**TASK REQUIREMENTS**
The records below need to be repeated exactly, though not their pictures.

**PROVIDED DATA**

--- --- ---

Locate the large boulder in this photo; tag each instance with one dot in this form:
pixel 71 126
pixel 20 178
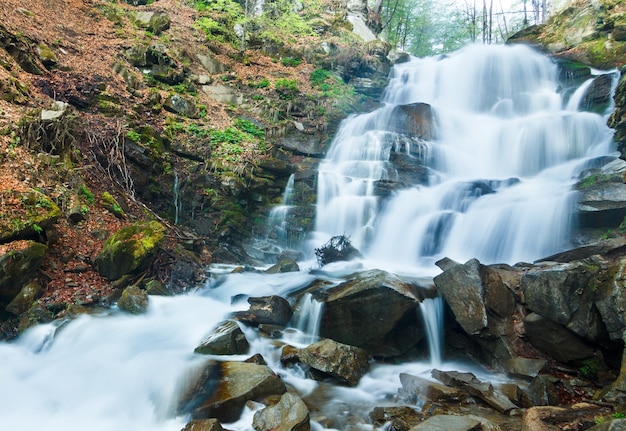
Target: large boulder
pixel 289 414
pixel 555 340
pixel 221 389
pixel 226 339
pixel 134 300
pixel 272 310
pixel 374 310
pixel 480 301
pixel 346 363
pixel 564 293
pixel 129 250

--- --- ---

**EXERCISE OUTPUT**
Locate the large boulder in this photo; tag each instance with one dot in this form:
pixel 71 126
pixel 20 178
Target: large boulder
pixel 289 414
pixel 555 340
pixel 221 389
pixel 226 339
pixel 134 300
pixel 272 310
pixel 374 310
pixel 480 301
pixel 346 363
pixel 564 293
pixel 129 250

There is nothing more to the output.